WHAT NEEDS TO BE DONE: Leave out the pictures and copy each record below exactly.

GIVEN RECORDS:

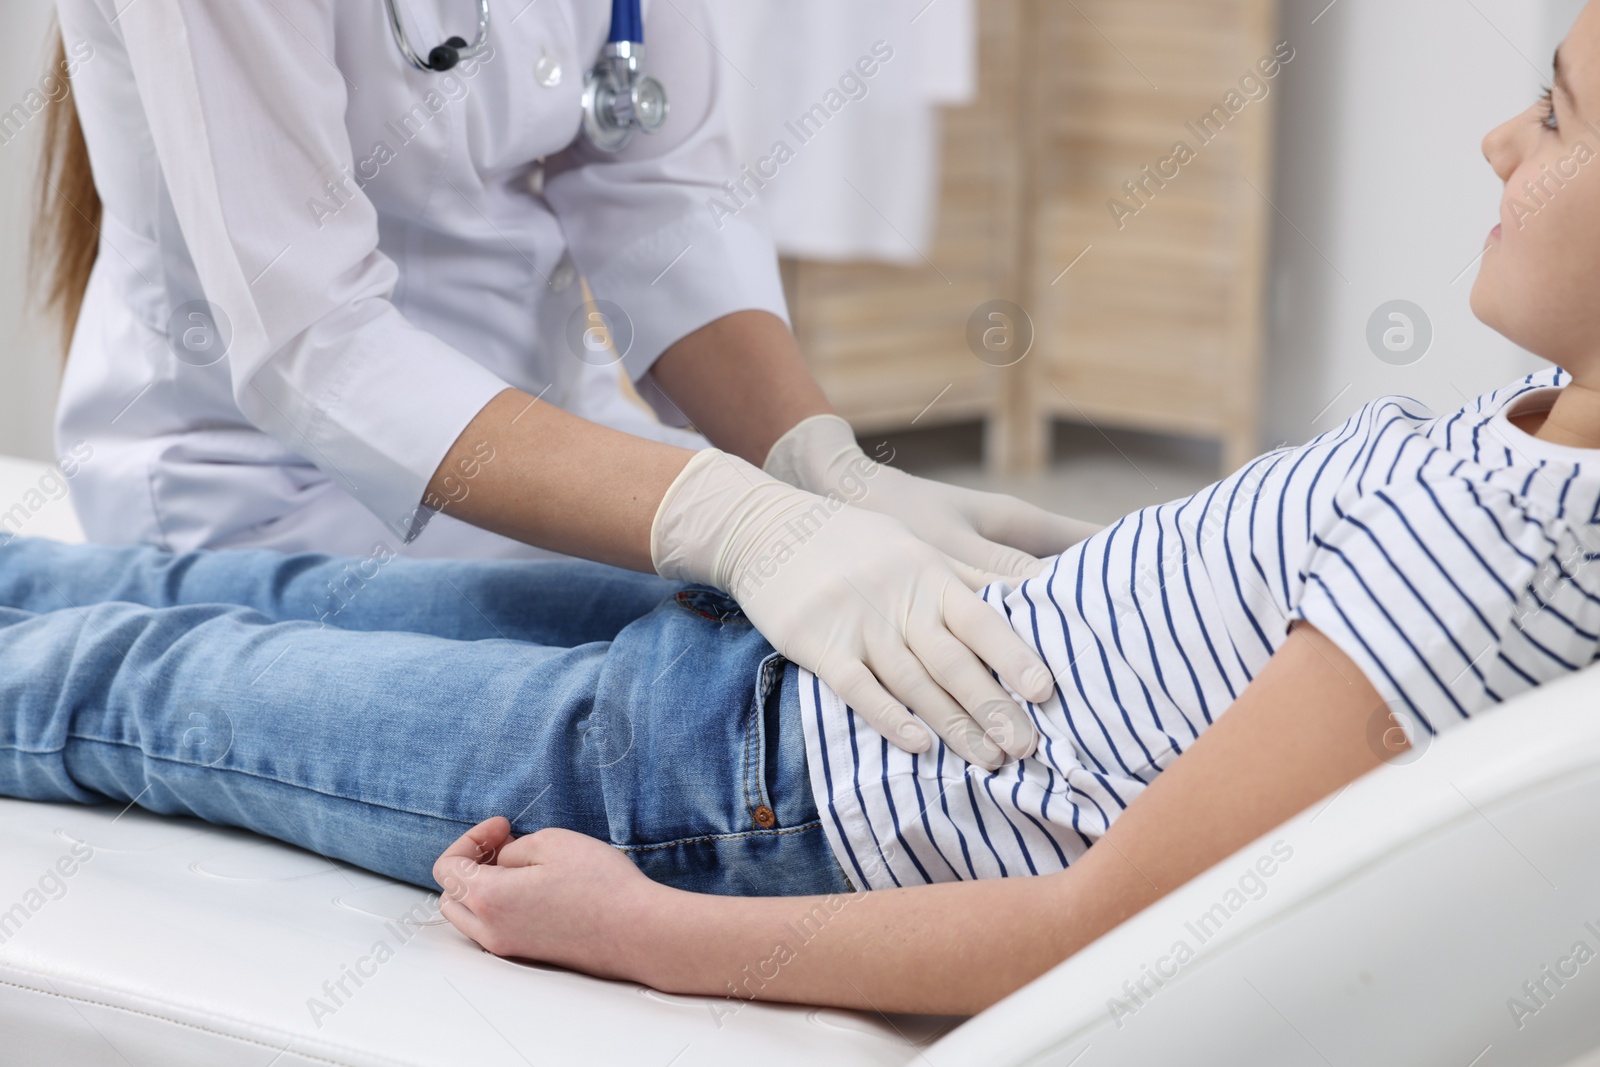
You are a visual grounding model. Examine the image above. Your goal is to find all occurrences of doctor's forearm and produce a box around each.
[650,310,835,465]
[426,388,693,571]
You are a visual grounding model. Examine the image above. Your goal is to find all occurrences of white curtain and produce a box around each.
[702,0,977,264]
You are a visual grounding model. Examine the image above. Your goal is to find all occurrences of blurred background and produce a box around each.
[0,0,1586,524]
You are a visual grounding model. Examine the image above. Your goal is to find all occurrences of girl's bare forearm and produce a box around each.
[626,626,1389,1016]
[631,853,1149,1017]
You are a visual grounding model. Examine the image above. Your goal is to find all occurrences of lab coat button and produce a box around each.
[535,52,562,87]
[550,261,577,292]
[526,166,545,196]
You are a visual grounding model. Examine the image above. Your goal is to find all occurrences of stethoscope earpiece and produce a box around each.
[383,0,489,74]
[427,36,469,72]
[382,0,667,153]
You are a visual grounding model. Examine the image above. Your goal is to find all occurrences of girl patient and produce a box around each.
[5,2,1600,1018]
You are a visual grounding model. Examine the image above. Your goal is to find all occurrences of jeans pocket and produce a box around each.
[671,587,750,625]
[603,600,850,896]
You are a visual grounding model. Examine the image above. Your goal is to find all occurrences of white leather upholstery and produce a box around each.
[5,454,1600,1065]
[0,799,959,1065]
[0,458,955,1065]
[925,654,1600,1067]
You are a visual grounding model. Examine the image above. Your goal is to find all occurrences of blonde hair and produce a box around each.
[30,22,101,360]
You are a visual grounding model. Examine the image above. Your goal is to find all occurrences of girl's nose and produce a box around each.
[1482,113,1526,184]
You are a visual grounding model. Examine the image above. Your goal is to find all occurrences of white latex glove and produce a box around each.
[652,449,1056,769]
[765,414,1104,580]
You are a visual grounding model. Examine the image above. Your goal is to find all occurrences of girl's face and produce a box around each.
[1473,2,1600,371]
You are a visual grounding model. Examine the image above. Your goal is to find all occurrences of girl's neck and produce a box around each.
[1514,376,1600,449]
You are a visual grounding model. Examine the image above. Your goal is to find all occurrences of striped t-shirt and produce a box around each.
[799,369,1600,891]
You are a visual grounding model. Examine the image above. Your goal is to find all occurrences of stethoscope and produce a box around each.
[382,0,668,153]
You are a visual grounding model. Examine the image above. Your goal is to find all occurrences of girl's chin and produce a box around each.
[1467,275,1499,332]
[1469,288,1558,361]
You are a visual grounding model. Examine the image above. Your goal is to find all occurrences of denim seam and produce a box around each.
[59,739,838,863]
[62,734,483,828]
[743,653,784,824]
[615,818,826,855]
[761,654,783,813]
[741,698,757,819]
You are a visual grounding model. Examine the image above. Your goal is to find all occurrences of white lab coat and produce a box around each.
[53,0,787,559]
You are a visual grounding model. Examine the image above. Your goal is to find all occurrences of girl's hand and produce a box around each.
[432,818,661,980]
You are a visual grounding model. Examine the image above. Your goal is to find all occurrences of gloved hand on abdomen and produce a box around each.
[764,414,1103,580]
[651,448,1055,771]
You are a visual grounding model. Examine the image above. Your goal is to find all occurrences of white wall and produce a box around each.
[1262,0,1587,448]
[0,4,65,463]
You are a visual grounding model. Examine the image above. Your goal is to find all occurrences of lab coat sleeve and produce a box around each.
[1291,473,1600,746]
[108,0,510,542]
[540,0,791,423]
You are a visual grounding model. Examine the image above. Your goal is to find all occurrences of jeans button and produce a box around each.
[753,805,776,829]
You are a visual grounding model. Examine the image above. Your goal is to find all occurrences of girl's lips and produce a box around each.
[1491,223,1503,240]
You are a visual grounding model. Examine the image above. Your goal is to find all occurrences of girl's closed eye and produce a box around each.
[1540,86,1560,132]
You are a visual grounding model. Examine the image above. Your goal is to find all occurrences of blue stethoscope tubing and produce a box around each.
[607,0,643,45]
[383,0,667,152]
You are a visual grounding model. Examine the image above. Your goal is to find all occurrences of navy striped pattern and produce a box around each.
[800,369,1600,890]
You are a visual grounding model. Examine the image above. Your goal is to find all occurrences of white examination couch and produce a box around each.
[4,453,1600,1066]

ANSWER AREA:
You are a visual grounding model. Examine the image above. Your goal is to find all occurrences of doctor's forearm and produce a box around each.
[650,310,835,465]
[426,388,693,571]
You are a visual grounding model. Examine the image above. Your goal is to find all occurrences of white curtain and produce a box around each.
[702,0,977,264]
You are a visual grounding model. Examine the image above. Your goal is to find all occurrences of blurred background and produce a box around each.
[0,0,1586,524]
You are a visual grounding model. Examine the image above. Your goal is to find all occurrences of girl's bare forearm and produce a box around each.
[626,626,1389,1016]
[631,853,1149,1017]
You are a visual grounding model. Examine the image above. Your goal is to find all occurrences of lab coat button and produce a box around each.
[535,52,562,87]
[550,261,577,292]
[526,166,545,196]
You are a visual grounding model. Examine the image above. Your goal is to find all occurrences of stethoscope earpiece and produce a box around each.
[383,0,489,74]
[427,36,469,72]
[382,0,667,153]
You are a visual grounding model. Examine the image above. Your goal is to find all occurrences of girl patient and produce a box around each.
[5,2,1600,1018]
You are a visual grounding model. Examine the image above. Your goal is to find all occurrences of jeans pocket and produce a box around each.
[671,587,750,625]
[603,600,850,896]
You are a visual grounding model. Examine the image above. Your goal is to find all occurrences of white leather upholstery and produce a box around each.
[5,454,1600,1065]
[0,799,959,1065]
[0,458,955,1065]
[925,654,1600,1067]
You are a visual grounding model. Examine the image above. Your goal is to find all occurrences of blonde hair and produce a box around each.
[30,22,101,360]
You are a visual grounding model. Examine the image above. Your goal is to find all occurrences of girl's nose and produce a box around each.
[1482,113,1526,184]
You are a visual grounding model. Examine the image above. Your goal is to find all occurrences of white latex glove and produce a box around each.
[652,449,1056,769]
[765,414,1104,580]
You are a visual grounding model. Examine the image above. Your goal is to find all occurrences of girl's face and produce a box around each.
[1473,2,1600,371]
You are a visual grounding model. Examine the image above. Your goal is to find all occurrences of girl's neck and produce a box around each.
[1514,376,1600,449]
You are a visual grounding model. Examine the image above. Your goal is to find all occurrences of striped t-shirt and produce a box around each.
[799,369,1600,891]
You are a visual grounding model. Examine the image above. Your goal is to find all occurrences of stethoscope and produce a box around each.
[382,0,668,153]
You are a visual grounding model. Examine the image above. Your goal is to find all occurrences of girl's chin and produce a box around each.
[1467,275,1499,332]
[1469,288,1558,361]
You are a visual grounding model. Examine the image above. Your goal is to find all occurrences of denim seam and produce a box around each.
[59,739,838,863]
[62,734,483,828]
[743,653,784,824]
[615,818,826,855]
[761,654,783,813]
[741,698,757,819]
You are a visual grounding model. Examine the image above. Your goal is to find all occurrences of white lab coat and produce a box around each.
[53,0,787,559]
You are a visual grounding model. Examine the image above. Your goal is to find all occurrences of girl's hand and produce a box around each.
[432,818,661,980]
You are a visual grounding model. Examine the image above. Your goal is to find all occurrences of gloved hand on abdomen and produce a box around each.
[764,414,1103,580]
[651,448,1055,771]
You are a visual grounding model. Examine the image above. Your goal is to find all occurrences of white wall and produce a box around each.
[1262,0,1587,448]
[0,4,65,463]
You are a visual grounding model. Examine the image above. Your goal is to find all occurrences of lab coat sleeve and produce a box around each.
[1291,473,1600,746]
[108,0,510,542]
[540,0,791,423]
You are a visual grounding model. Examine the image above. Your goal is to find all occurrences of jeans button and produce a box around each.
[753,805,776,829]
You are a visual grounding model. Examine the image above. Your goal is to find all occurrences of girl's lips and produce a box around each.
[1491,223,1503,240]
You are a visual grounding model. Examine the image above. Your goal is to find all occurrences of girl's closed eye and produce a box around each.
[1540,86,1560,132]
You are a visual grounding model. Examine the image above. Your goal is to find all occurrences of blue stethoscope tubing and produce a box around each.
[607,0,643,45]
[383,0,667,152]
You are a visual grounding model. Examine the image above. Your goal is to find all occurrences of navy striped pattern and produce a box around each.
[800,369,1600,890]
You are a visual grounding model. Examine the image above. Your goal is to find all occurrences of white examination couch and produce a box around each.
[4,453,1600,1066]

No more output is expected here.